Try it: Apart from the images, the records below need to be copied exactly.

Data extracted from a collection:
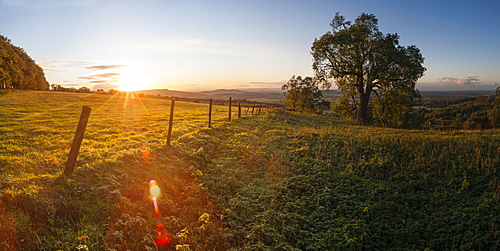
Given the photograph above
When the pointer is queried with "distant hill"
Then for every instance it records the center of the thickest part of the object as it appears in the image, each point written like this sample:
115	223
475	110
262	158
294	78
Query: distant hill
18	70
270	95
254	94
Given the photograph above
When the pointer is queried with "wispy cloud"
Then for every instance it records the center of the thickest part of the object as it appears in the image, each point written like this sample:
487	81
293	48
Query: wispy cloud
472	80
104	67
60	66
110	75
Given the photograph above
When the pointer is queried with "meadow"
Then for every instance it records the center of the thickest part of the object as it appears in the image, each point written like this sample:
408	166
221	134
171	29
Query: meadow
277	181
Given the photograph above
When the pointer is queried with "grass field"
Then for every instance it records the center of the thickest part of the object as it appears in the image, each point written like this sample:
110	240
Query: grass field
278	181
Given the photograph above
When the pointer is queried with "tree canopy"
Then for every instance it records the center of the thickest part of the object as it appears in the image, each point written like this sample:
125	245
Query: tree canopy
18	70
362	60
302	95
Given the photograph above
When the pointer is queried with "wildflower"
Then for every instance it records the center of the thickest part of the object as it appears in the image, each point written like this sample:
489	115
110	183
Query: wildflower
204	218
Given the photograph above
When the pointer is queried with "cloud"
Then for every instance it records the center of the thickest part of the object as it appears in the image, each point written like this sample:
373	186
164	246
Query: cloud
111	75
105	86
60	66
472	80
104	67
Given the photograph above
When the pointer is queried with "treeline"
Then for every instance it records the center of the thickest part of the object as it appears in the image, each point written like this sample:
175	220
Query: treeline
471	114
18	70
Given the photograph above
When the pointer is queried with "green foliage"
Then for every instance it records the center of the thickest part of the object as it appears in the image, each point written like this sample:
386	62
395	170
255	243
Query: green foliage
365	62
302	182
18	70
302	95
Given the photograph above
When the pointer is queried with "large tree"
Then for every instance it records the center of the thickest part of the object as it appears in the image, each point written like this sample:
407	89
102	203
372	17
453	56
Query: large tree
361	60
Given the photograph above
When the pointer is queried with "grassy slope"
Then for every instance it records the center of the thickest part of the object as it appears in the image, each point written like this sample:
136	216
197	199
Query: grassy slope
281	181
289	181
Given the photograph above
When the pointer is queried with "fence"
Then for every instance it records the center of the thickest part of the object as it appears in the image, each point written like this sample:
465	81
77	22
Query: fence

Answer space:
Given the photograph above
When the pointer is queried with "distant hill"
Then for every instance it records the center of the thickest part of the object as it appears in the image, each point written like this sample:
115	223
475	110
262	158
294	78
Query: distant hill
18	70
270	95
254	94
Given the photograph above
When the pointer is queried with "wispy cloud"
Then for every instance it records the center of the thickest part of the object as it appears in the image, each point written like this sample:
487	81
293	48
Query: wispy cloud
472	80
104	67
60	66
110	75
Given the photograph above
When the pointer is queried with "meadow"
Then for every instance it records the center of the thickest part of the object as it appears in the image, each point written like this sample:
408	166
221	134
171	29
Query: meadow
277	181
Given the photograph above
When the pointer is queried with "grass field"
Then for every instance it records the center of the thickest part of the object as it appears in the image, each point written like this sample:
110	240
Query: grass field
278	181
Given the photograph above
When the pointer is queried with "tree canopy"
Then for every instance it records the center of the thickest part of the object as it appears in the image, each point written like this sample:
125	245
Query: tree canopy
18	70
362	60
302	95
Given the photograph above
When the pointer is queried with "wildflower"
Then for every instance it records the center of the thickest part of the object as it appears in the image, each point written like this sample:
489	115
110	183
Query: wildflower
204	218
Given the photograph above
When the pointer is queried with "cloud"
Then for every instance it records the center of the thickest part of the object as it appears in the image, each point written like this sample:
373	186
164	246
Query: cloud
111	75
105	86
60	66
472	80
104	67
Given the photograph above
When the pointer is queried with "treeline"
Then for every instance it records the center of the thickest part of the object as it appears in the image, each point written like this sample:
175	220
Query: treeline
471	114
18	70
Given the photograph above
When the pointer is queried with "green foliage"
Then for every instance it records the center of the thickest part of the object as it appears in the image, each point written like this sample:
386	62
395	170
255	243
Query: green foliage
365	62
302	182
18	70
302	95
Given the photograph above
When the pointer is queried with "large tree"
Then for every instance it records the center of the thickest part of the object as it appears in the image, each point written like this sample:
407	89
102	203
372	17
453	56
Query: large tree
361	60
Given the photograph above
When the pointer is queried with "grassy slope"
Then for every instance it records the center of the thickest part of the object as it appears in the image, each point written like this sample:
136	216
197	199
Query: grassy slope
281	181
289	181
Given the photograph above
When the pointer is queried with "fence"
Then for every instance it records the center of the thickest part of the object as it appears in the image, each point written like this sample:
465	81
77	22
Query: fence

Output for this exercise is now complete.